** Begin Record extracts **
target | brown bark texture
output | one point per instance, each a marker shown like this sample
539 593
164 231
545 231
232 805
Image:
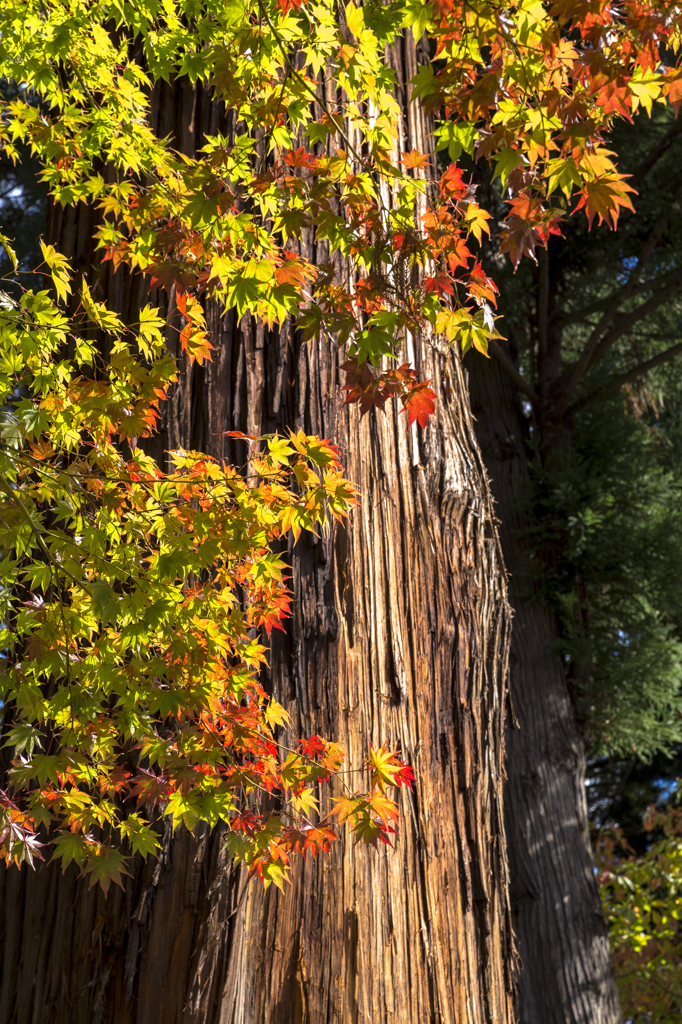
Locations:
** End Record extracts **
▶ Written problem
Rewrite all the records with "gray" substituted for "brown" and everything else kept the same. Leave the pictures out.

▶ Solved exercise
target | gray bark texture
output | one point per instance, each a marker shown like this sample
539 593
164 231
545 231
232 805
Image:
Locations:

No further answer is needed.